When you retype the listing, keep every word exactly as it appears.

Start of Extracted records

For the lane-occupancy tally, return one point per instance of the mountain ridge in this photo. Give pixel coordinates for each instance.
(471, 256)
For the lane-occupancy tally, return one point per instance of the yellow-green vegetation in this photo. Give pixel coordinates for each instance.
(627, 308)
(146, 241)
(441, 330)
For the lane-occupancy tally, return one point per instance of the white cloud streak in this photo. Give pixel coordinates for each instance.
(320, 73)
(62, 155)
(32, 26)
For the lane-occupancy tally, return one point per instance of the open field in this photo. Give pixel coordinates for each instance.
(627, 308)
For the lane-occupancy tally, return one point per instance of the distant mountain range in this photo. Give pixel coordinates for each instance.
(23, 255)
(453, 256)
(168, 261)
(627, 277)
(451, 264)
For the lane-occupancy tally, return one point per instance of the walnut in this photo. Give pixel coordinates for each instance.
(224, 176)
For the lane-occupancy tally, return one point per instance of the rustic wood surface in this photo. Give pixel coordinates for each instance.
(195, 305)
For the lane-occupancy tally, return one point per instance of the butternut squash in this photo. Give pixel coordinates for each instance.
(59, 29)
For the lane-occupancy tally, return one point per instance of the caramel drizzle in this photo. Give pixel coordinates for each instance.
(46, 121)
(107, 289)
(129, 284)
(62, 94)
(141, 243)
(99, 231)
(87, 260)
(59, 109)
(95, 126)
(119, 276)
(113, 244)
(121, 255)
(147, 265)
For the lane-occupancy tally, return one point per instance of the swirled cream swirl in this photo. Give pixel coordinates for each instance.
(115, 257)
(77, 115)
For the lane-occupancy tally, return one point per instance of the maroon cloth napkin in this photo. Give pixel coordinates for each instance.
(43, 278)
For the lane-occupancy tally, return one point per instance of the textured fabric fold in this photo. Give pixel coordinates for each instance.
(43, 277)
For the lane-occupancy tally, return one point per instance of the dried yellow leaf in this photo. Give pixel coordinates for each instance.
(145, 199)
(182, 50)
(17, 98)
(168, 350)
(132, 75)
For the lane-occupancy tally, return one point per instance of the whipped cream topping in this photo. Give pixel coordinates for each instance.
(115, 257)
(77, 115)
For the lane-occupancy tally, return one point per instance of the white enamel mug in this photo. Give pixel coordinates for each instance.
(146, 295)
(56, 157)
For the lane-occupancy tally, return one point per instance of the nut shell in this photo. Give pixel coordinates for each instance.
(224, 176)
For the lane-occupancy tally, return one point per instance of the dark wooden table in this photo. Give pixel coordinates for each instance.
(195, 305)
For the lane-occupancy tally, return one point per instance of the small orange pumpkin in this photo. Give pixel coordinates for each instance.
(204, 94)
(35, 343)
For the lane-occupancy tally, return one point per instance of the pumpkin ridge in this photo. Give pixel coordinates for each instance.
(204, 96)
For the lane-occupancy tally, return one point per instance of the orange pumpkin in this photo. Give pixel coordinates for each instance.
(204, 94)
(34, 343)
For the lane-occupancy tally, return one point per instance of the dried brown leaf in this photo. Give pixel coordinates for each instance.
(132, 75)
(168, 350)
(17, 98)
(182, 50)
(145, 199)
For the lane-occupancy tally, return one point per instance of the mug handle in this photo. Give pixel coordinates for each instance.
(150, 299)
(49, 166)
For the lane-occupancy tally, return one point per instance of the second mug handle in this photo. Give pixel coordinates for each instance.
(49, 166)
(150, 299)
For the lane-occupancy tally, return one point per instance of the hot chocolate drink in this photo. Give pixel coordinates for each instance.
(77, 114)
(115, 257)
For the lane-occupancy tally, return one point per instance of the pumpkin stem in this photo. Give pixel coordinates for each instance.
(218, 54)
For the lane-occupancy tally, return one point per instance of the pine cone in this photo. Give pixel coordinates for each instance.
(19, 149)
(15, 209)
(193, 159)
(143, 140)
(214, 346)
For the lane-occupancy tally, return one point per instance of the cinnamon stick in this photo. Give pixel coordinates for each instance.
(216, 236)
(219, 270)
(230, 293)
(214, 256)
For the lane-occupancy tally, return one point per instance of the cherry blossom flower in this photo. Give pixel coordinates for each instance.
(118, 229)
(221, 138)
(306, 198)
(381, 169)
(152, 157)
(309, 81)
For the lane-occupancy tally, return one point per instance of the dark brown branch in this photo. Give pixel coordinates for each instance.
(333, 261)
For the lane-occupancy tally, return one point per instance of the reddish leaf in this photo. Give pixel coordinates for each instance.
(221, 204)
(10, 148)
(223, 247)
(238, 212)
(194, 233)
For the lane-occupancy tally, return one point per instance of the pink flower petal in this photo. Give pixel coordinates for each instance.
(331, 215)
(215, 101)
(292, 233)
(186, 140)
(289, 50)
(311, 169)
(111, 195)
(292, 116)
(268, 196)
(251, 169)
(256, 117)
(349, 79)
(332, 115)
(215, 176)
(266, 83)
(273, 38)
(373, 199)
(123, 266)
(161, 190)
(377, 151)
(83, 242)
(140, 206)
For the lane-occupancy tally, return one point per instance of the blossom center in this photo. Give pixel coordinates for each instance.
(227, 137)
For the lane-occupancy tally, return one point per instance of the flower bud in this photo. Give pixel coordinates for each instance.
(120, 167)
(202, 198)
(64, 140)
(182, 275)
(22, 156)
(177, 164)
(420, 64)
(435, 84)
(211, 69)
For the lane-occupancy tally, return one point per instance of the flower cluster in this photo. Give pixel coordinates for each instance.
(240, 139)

End of Extracted records

### [Problem solution]
For the lane-occupancy tally, return one point per instance of the mountain ridge in this photo. Give pixel coordinates for each instance.
(471, 256)
For the lane-occupancy tally, return one point per instance of the yellow-green vegetation in this photo. Give pixel coordinates for each instance.
(627, 308)
(146, 241)
(441, 330)
For the lane-occupancy tally, return one point per instance of the white cloud streak in this photo. Give pixel coordinates for each instance.
(320, 73)
(62, 155)
(32, 26)
For the lane-occupancy tally, return one point per instance of the open field in this photo. Give pixel coordinates for each instance.
(627, 308)
For the lane-occupancy tally, return one point per instance of the distant mountain range in this photo. Give pixel coordinates for each instance.
(23, 255)
(453, 256)
(168, 261)
(627, 277)
(451, 264)
For the lane-occupancy tally, return one point per instance of the walnut in this photo. Give pixel coordinates for each instance.
(224, 176)
For the lane-occupancy tally, return one point per instance of the rustic wood surface in this photo. Give pixel coordinates for each instance.
(195, 305)
For the lane-occupancy tally, return one point per instance of the butternut squash in this photo. Give pixel coordinates for each instance.
(59, 29)
For the lane-occupancy tally, return one point per instance of the caramel drizzle in this photo. Give pixel coordinates for each instance.
(46, 121)
(107, 289)
(129, 284)
(62, 94)
(141, 243)
(99, 231)
(87, 260)
(59, 109)
(95, 126)
(119, 276)
(113, 244)
(121, 255)
(147, 265)
For the lane-occupancy tally, return one point per instance of the swirled cream swirl in this photo. Give pixel coordinates for each instance.
(115, 257)
(77, 115)
For the lane-occupancy tally, return one point per instance of the maroon cloth napkin in this photo. Give pixel coordinates for each instance.
(43, 278)
For the lane-occupancy tally, return one point per instance of the textured fabric fold in this photo. Give pixel coordinates for each instance.
(43, 277)
For the lane-occupancy tally, return one point per instance of the dried yellow leaf in this photo. Give pixel coordinates for each instance.
(145, 199)
(182, 50)
(17, 98)
(168, 350)
(132, 75)
For the lane-occupancy tally, return one point per instance of the whipped cream topping in this photo. Give pixel coordinates for each instance.
(115, 257)
(77, 115)
For the lane-occupancy tally, return one point per instance of the white enamel mug in this photo. Give pixel coordinates for each instance.
(146, 295)
(56, 157)
For the lane-occupancy tally, return one point per instance of the nut shell in this photo. Give pixel coordinates for each instance.
(224, 176)
For the lane-occupancy tally, return one point per instance of the dark wooden table in this photo. Give pixel coordinates for each instance.
(195, 305)
For the lane-occupancy tally, return one point per instance of the small orange pumpkin in this photo. Give pixel coordinates for each instance.
(204, 94)
(35, 343)
For the lane-occupancy tally, return one point per instance of the pumpkin ridge in this photo. Give pixel coordinates for each instance.
(204, 96)
For the lane-occupancy tally, return one point per instance of the orange pumpkin in this photo. Give pixel coordinates for each instance.
(204, 94)
(34, 343)
For the lane-occupancy tally, return one point per instance of the dried brown leaf in this photo. Give pixel coordinates for each instance.
(132, 75)
(168, 350)
(17, 98)
(182, 50)
(145, 199)
For the lane-occupancy tally, return one point per instance of the mug handle in this photo. Give pixel coordinates for each instance.
(150, 299)
(49, 166)
For the lane-occupancy tally, return one point per instance of the second mug handle in this photo. Give pixel coordinates for each instance.
(49, 166)
(150, 299)
For the lane-occupancy tally, return one point per instance of the hot chocolate drink in this photo. Give pixel coordinates for each instance.
(77, 114)
(115, 257)
For the lane-occupancy tally, return one point per instance of the pumpkin stem in this photo. Give pixel coordinates for each instance.
(218, 54)
For the lane-occupancy tally, return one point per instance of the pine cone in this photo. Give pixel coordinates for each instance.
(19, 149)
(15, 209)
(193, 159)
(143, 140)
(214, 346)
For the lane-occupancy tally, return one point per instance of the cinnamon stick in this photo. Give pixel coordinates for each instance.
(216, 236)
(219, 270)
(230, 293)
(214, 256)
For the lane-occupancy tally, return one point per instance of the cherry blossom flower in this photo. Give pixel coordinates for each instance.
(118, 229)
(221, 138)
(306, 198)
(381, 169)
(152, 157)
(309, 81)
For the lane-occupancy tally, return one point per instance of the dark brown branch in this photo. Give pixel coordinates for each instance.
(333, 261)
For the lane-occupancy tally, return one point per instance of the reddish leaf in this photo. Give pixel coordinates for each instance.
(221, 204)
(10, 148)
(223, 247)
(238, 212)
(194, 233)
For the lane-occupancy tally, return one point per instance of the pink flower petal in this photo. Give pixel coordinates for each instance.
(331, 215)
(215, 101)
(292, 233)
(186, 140)
(289, 50)
(311, 169)
(111, 195)
(292, 116)
(268, 196)
(251, 169)
(256, 117)
(349, 79)
(332, 115)
(215, 176)
(266, 83)
(273, 38)
(373, 199)
(123, 266)
(161, 190)
(377, 151)
(83, 242)
(140, 206)
For the lane-occupancy tally, return one point per instance of the blossom center in this photo. Give pixel coordinates for each instance.
(227, 137)
For the lane-occupancy tally, return one point per instance of the flower bud in this photo. Give pixel coordinates for each instance.
(120, 167)
(202, 198)
(64, 140)
(182, 275)
(22, 156)
(177, 164)
(420, 64)
(435, 84)
(211, 69)
For the lane-occupancy tally, return one point per instance of the flower cluster in this photo. Give pixel coordinates for each instance.
(240, 139)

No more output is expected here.